*Soal Latihan*. Ubah "kewenangan" menjadi "wewenang" pada bagian teks tentang kepemimpinan politik antara "Elemen penting demokrasi" dan "kewenangan terhadap daerah.", termasuk kedua batas itu, lalu tuliskan bagian tersebut kembali.

*Sumber*.
----
Sifat Profetik dalam Kepemimpinan Politik

NU Cilacap Online – Dalam teori nilai-nilai kejawen, memilih pemimpin itu harus memenuhi kriteria, pinter, bener, kober. Lantas Bagaimana mengejawantahkan sifat Profetik dalam Kepemimpinan Politik? Disinilah urgensi memberikan pendidikan politik kepada masyarakat, dalam memilih pemimpin.

Era demokrasi diawali dengan era reformasi. Otoritanisme Orde Baru ( Orba) runtuh tahun 1998 dan pendulum bergerak ke arah demokrasi. Walau kadang kita pun melihat ada residu anarkhisme dan sparatisme. Ini adalah kondisi yang normal akibat runtuhnya single minority yang berkuasa. Jadi, usia demokrasi kita, pasca reformasi adalah baru 26 tahun. Satu umur satu generasi.

Distribusi Kekuasaan

Elemen penting demokrasi adalah distribusi kekuasaan. Distribusi kekuasaan itu bisa berarti, distribusi kepada kelompok, atau pemberian kewenangan terhadap daerah.

Distribusi kekuasaan kepada kelompok terwujud dalam pembentukan partai-partai politik. Distribusi kekuasaan ke daerah, disebut dengan desentralisasi.
----
*Isi Data*.
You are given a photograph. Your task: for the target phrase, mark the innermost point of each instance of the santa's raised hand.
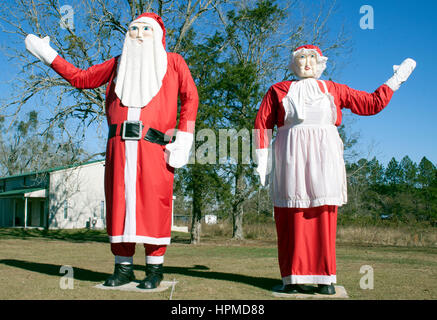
(40, 48)
(401, 73)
----
*Hasil Akhir*.
Elemen penting demokrasi adalah distribusi kekuasaan. Distribusi kekuasaan itu bisa berarti, distribusi kepada kelompok, atau pemberian wewenang terhadap daerah.